## Direction:
In the artist statements on identity, how long had Jiheng Yan been wearing glasses before getting a first pair of contact lenses?

## Passage shown:
━━━

We all can't look like James Franco, can we? by Brian Edwards

This series was was actually inspired by a recent perusal of photographer Dan Winters website. As you all know, he has shot many celebrities, including actor, athletes, and other VIPs and as much as I thoroughly enjoy his work and looking through his site, I was also struck by how much my own perception of myself is often contextualized in terms of other men and often these men are actors or other celebrities (sports figures, etc.) that often fit stereotypes of what men should look like, how they should dress, and behave, etc. I may have had something loosely resembling a six-pack in high school, but that was after playing football, baseball, and taking weight training during my last two years. In any case, I decided to explore male identity in terms of how we compare to those we often look up to. The very first picture is sort of a baseline; it's just me wearing a blue t-shirt. The next six images alternative between Dan Winter images of Tom Hanks, James Franco, and Morgan Freeman and self-portraits that very loosely were taken to resemble the posing and lighting that San Winters used in his portraits of these celebrities.


Identities by Claudio Mortenson

What defines one's identity? What makes us what we are? What tell others who we are? My project "Identities" explores one of the many aspects of human identity: The signs of presence.

Each one's identity is sculpted from the very inside of our personalities, shaped and polished over years till it gets to the surface and overflows to the spaces surrounding us.

I have been always fascinated by the elements and clues that leads to peoples identity. Books in a shelf, pictures over ones table, small objects that give way something about the person that chose to own that thing. Some of this things become so special to the point of becoming a symbol of one's identity.

My pictures here, explore this connection between objects and a persons identity, employing different approaches to isolate and expose this objects to the viewers appreciation.


Identity by Jiheng Yan

For the midterm, I created a mini body of work of three photographs of me without glasses. It has always been a question since I find out I'm nearsighted and I have to wear glasses to get to look at the things clearly. Fifteen years have passed, I have never got a chance to look at myself without wearing that object which is not a part of my body. In this August, I went to an ophthalmologist to get my first pair of contact glasses. For the first time, I can look into the mirror to see my appearance. In the mirror, that 'stranger' is looking at me. He is making every move I make but in a mirrored way. That experience makes me feel extraordinary. In this three photos, I would like to show the experience that I had. I choose to take self-portraits to simulate it. Two of them are two sides of my face, the sunburn near my temples are indicating the fact that I have been wearing glasses for a long time. And the second photo is trying to show how I feel when I have the first look at myself after 15 years of wearing glasses.


Being Me by Dianne Morton

As a child, I found deep solitude hiding in my bedroom while quietly reading books.
Eternally a rule follower, I learned at a tender age that following strict guidelines was never enough.
Matters and consequences.
As a fine artist, I convey memories of a troubled childhood through my photographic imagery.
Delving deeply within aloneness, I have discovered grace...and a beautiful journey.

━━━

## Items:

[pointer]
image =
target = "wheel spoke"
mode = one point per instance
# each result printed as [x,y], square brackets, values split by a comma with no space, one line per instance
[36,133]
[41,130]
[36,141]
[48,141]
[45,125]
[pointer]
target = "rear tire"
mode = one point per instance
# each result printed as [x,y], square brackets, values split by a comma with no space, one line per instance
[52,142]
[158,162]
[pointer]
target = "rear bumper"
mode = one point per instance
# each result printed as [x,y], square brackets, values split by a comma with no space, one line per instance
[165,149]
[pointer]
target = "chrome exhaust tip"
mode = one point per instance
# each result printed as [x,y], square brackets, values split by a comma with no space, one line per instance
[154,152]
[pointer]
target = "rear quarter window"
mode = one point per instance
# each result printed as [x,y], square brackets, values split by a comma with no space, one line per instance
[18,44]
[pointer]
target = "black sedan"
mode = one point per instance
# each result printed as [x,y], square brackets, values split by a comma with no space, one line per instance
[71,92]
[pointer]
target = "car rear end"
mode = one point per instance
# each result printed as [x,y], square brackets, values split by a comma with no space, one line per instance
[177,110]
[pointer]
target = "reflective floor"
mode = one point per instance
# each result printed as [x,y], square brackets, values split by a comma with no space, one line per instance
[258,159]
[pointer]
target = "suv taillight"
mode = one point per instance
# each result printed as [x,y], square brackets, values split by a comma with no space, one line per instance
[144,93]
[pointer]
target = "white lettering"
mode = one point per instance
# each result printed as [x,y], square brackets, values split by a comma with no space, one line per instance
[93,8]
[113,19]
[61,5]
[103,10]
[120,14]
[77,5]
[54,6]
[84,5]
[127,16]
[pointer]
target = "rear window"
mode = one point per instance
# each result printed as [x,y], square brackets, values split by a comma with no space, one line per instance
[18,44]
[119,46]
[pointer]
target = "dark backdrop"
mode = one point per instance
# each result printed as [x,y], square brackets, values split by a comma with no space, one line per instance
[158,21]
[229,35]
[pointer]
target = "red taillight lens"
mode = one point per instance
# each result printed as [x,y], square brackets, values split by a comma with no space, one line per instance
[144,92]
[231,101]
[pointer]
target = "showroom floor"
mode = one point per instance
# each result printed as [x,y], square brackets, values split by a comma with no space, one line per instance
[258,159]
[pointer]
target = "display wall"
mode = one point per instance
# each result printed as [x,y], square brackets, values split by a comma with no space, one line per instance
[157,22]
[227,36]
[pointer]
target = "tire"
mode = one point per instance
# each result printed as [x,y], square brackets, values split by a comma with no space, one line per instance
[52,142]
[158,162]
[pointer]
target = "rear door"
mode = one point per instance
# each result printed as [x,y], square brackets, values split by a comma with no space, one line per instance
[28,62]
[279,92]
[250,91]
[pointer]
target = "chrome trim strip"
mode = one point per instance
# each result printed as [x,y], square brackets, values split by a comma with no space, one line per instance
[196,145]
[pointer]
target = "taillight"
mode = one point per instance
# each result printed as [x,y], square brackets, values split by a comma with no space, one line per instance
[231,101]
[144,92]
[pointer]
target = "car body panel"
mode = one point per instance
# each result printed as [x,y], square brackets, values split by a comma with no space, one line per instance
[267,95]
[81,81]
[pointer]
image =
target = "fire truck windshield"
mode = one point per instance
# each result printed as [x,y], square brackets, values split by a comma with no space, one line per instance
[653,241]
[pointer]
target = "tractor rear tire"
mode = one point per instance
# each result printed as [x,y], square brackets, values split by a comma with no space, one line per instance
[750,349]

━━━

## Written solution:
Fifteen years.